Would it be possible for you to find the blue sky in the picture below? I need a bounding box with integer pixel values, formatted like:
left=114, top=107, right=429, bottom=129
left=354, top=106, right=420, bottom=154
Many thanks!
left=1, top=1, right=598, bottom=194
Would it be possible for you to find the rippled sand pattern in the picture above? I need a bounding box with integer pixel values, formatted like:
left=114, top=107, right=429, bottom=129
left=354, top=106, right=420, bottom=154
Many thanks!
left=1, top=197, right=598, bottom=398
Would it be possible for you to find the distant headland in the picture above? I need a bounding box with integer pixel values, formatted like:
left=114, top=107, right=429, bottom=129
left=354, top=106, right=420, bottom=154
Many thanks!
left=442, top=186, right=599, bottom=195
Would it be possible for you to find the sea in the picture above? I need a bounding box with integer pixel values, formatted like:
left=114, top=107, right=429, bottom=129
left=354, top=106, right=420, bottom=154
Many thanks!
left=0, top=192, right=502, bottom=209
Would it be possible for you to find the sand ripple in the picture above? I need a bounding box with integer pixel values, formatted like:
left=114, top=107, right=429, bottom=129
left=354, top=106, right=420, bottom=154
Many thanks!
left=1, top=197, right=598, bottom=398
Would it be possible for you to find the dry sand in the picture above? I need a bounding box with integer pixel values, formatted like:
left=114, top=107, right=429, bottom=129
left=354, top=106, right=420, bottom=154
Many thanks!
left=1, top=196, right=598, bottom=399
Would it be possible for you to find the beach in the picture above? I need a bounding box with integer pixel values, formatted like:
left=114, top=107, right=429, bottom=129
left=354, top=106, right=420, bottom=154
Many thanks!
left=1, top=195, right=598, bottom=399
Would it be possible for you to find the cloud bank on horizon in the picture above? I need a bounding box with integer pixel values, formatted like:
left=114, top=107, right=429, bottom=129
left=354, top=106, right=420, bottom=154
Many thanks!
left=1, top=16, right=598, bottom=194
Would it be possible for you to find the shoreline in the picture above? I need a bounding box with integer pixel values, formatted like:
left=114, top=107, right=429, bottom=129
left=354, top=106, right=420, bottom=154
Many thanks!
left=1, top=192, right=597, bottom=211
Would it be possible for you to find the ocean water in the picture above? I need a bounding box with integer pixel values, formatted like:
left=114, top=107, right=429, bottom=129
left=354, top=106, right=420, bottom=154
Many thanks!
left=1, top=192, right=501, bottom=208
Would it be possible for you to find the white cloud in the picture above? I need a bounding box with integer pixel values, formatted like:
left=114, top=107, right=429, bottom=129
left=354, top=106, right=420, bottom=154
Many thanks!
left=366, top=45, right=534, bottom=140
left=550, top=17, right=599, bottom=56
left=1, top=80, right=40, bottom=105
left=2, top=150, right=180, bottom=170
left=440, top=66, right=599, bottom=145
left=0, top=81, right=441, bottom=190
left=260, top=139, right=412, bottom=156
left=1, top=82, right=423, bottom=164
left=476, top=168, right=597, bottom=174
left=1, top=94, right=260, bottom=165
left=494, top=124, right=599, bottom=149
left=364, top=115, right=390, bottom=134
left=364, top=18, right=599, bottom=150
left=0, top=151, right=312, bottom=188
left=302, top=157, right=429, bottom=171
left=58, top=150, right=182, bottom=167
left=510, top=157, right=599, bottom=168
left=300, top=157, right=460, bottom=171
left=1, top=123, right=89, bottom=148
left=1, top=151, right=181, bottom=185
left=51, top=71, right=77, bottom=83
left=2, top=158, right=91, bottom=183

▬▬▬

What you need to do -
The word "cloud" appears in some of the lines above. Copy those lines.

Output below -
Would it be possible for you to find the cloud bank on horizon in the picture above? I need a bounding box with integer pixel values, formatted like:
Would it be possible for you to find the white cloud in the picture above? I need a bounding box with integer pixel values, formatted like:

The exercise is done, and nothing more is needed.